_EXERCISE DATA_.
========

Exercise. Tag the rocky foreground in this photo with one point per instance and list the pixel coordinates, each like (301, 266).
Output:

========

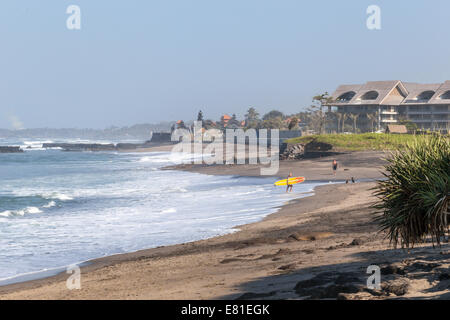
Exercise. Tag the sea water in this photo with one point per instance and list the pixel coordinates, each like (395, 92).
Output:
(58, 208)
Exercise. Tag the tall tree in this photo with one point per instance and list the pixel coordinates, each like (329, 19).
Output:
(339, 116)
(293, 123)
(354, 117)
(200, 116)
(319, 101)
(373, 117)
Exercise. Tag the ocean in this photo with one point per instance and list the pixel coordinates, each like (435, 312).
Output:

========

Please find each line in the records above that holds the word "coordinates", and copy it.

_THE COMPLETED TASK_.
Exercise. Tag the rocky foreground in this photo with one point per instance and list the pixel coordinates, each like (301, 266).
Exercise. Tag the sea water in this photo with one point per instance and list the pixel coordinates, each like (395, 92).
Exercise. Tag the tall tree in this photo with one point per instance and list the pixel coordinates, each like (329, 19).
Exercise. Tag the ocean in this photo with one point per instance and list the pixel coordinates, each like (435, 312).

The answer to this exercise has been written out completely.